## Work task
The records below are to be transcribed word for word.
Start of Study material
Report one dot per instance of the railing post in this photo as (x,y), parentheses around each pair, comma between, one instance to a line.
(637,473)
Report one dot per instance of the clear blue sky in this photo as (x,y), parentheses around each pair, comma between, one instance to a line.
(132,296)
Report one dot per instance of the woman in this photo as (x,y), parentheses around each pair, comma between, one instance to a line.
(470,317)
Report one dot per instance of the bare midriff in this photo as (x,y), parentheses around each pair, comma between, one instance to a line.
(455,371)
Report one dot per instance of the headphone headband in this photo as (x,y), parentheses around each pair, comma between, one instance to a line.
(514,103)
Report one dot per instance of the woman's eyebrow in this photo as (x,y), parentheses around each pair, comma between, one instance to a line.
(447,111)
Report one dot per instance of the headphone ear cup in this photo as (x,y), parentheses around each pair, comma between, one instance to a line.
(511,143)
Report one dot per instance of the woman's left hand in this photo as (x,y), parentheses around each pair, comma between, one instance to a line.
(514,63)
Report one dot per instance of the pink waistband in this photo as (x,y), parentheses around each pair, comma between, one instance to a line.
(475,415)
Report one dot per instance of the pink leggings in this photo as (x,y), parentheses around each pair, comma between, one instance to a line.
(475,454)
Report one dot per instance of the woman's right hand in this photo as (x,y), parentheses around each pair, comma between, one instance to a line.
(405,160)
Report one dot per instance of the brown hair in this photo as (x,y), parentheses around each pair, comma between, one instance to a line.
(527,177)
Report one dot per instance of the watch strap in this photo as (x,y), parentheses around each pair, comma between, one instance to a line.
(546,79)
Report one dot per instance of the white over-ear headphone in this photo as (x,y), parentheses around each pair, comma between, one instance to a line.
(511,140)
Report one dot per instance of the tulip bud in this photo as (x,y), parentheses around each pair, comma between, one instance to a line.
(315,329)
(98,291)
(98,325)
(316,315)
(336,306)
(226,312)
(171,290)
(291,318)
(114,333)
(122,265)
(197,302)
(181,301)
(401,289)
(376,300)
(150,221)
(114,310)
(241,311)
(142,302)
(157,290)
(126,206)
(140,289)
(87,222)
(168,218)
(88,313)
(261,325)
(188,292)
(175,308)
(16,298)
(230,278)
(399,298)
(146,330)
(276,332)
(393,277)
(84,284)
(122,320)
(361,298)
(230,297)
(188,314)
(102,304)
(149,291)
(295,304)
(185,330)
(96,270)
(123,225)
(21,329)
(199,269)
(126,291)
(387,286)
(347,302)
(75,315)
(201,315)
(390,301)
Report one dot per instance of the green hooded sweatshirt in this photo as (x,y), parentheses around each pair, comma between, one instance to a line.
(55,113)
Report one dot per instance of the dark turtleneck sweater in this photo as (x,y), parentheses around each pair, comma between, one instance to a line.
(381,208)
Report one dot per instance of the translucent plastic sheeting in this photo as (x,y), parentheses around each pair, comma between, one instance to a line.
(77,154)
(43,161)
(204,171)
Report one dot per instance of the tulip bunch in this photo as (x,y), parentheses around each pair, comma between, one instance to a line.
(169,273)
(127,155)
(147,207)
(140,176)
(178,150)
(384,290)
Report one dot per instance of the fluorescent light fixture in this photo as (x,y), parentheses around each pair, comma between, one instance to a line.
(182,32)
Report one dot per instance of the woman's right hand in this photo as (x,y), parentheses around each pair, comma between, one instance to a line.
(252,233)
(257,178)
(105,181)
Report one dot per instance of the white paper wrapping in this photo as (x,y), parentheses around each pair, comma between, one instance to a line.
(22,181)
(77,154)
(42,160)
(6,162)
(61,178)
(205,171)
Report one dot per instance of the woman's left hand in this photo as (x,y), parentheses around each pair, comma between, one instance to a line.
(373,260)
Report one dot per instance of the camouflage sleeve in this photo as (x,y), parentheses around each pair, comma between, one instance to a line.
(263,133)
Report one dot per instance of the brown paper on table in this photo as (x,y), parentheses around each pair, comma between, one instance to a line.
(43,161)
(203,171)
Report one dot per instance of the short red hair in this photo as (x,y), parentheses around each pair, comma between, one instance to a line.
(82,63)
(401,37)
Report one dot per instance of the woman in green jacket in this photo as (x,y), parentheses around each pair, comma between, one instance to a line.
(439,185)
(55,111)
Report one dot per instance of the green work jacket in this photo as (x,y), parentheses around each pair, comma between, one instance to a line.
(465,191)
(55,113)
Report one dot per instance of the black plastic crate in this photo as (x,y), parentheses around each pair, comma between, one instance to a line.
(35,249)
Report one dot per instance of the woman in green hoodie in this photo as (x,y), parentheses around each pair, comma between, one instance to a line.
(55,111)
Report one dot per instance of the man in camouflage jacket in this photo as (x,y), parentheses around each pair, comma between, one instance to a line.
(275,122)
End of Study material
## Written solution
Report one dot per instance of the railing post in this photo as (x,y), parentheses around each pair, comma between, one instance to a line.
(637,473)
Report one dot per instance of the clear blue sky in this photo as (x,y), parentheses around each pair, comma between, one instance to a line.
(132,296)
Report one dot per instance of the woman in this photo as (x,y), parentheses around each pair, comma between, one instance to a line.
(470,317)
Report one dot per instance of the bare midriff in this photo as (x,y), parentheses around each pair, comma between, one instance to a line.
(455,371)
Report one dot per instance of the headphone headband in this photo as (x,y), parentheses around each pair, comma between, one instance to a line.
(514,103)
Report one dot per instance of the woman's eyebrow in this photo as (x,y), parentheses around each pair, comma between, one instance to a line.
(447,111)
Report one dot per instance of the headphone ear cup in this photo as (x,y), parentheses around each pair, comma between, one instance to a line.
(511,143)
Report one dot per instance of the woman's left hand in this photo as (x,y), parentheses around each pair, comma between, one instance to a line.
(514,63)
Report one dot per instance of the pink waistband in this photo as (x,y), parentheses around each pair, comma between, one instance to a line.
(475,415)
Report one dot per instance of the pink leggings in this photo as (x,y), parentheses around each pair, comma between, one instance to a line.
(475,454)
Report one dot per instance of the woman's right hand in this photo as (x,y), parentheses around each pair, comma between, one instance to a line.
(405,160)
Report one dot per instance of the brown hair in this photo as (x,y), parentheses around each pair, comma between, one instance to a line.
(527,177)
Report one dot per instance of the watch strap in this photo as (x,y), parentheses around each pair, comma between, one instance to a line.
(546,79)
Report one dot per instance of the white over-ear headphone in this photo as (x,y), parentheses around each pair, comma between, one instance to a line.
(511,140)
Report one dot per instance of the tulip bud in this photo as (x,y), parentheses around each pair, comma between, one instance to a line.
(315,329)
(98,291)
(98,325)
(316,315)
(336,306)
(226,312)
(171,290)
(291,318)
(114,333)
(122,265)
(197,302)
(181,301)
(401,289)
(376,300)
(150,221)
(114,310)
(241,311)
(142,302)
(157,290)
(126,206)
(140,289)
(87,222)
(168,218)
(88,313)
(261,325)
(188,292)
(175,308)
(16,298)
(230,278)
(399,298)
(146,330)
(276,332)
(393,277)
(84,284)
(122,320)
(361,298)
(230,297)
(188,314)
(102,304)
(149,291)
(295,304)
(185,330)
(96,270)
(123,225)
(21,329)
(199,269)
(126,291)
(387,286)
(347,302)
(75,315)
(201,315)
(390,301)
Report one dot per instance of the green hooded sweatshirt in this photo as (x,y), parentheses around each pair, comma between, one instance to a line.
(55,113)
Report one dot per instance of the dark turtleneck sweater in this photo as (x,y), parentheses around each pair, comma between, one instance to a line.
(381,208)
Report one dot per instance of the translucent plastic sheeting in this photo as (x,y), parentheses around each pair, comma between, one instance to a line.
(77,154)
(43,161)
(204,171)
Report one dot per instance of the tulip bunch in this photo as (x,y), parentheses around each pair, comma between, one instance to a line.
(169,273)
(127,155)
(147,207)
(140,176)
(178,150)
(384,290)
Report one dot per instance of the fluorescent light fixture in this photo as (x,y), parentheses around each pair, comma between, one instance to a line.
(182,32)
Report one dot per instance of the woman's right hand in this photo as (x,y), parentheses around each pair, comma between, one instance to a line.
(252,233)
(257,178)
(105,181)
Report one dot per instance of the white paper wrapping in this photo as (x,y), parentheses around each pair, comma between, one instance to a line.
(22,181)
(77,154)
(42,160)
(6,162)
(61,178)
(205,171)
Report one dot per instance of the woman's left hand in this photo as (x,y), parentheses around each pair, comma between, one instance to a line.
(373,260)
Report one dot per instance of the camouflage sleeve in this photo as (x,y), parentheses around each pair, comma between, one instance to a line.
(263,133)
Report one dot per instance of the brown paper on table in this photo as (x,y), parentheses around each pair, comma between, one instance to a line.
(43,161)
(203,171)
Report one dot per instance of the short red hair in this photo as (x,y), parentheses around each pair, comma between, one instance to a line.
(82,63)
(401,37)
Report one dot per instance of the woman in green jacket in this photo as (x,y), parentheses around each pair, comma between, one instance to a line.
(439,185)
(55,111)
Report one dot per instance of the green work jacket in this photo as (x,y), parentheses around each pair, comma between, one instance to a line.
(465,191)
(55,113)
Report one dot per instance of the black plastic crate in this photo as (x,y), parentheses around each pair, comma between, one instance to a line.
(35,249)
Report one dot per instance of the woman in green hoodie in this photo as (x,y), parentheses around each pair, comma between, one instance to a line.
(55,111)
Report one dot per instance of the man in camouflage jacket in this photo as (x,y), parentheses around each pair, comma between, one instance to a line.
(275,122)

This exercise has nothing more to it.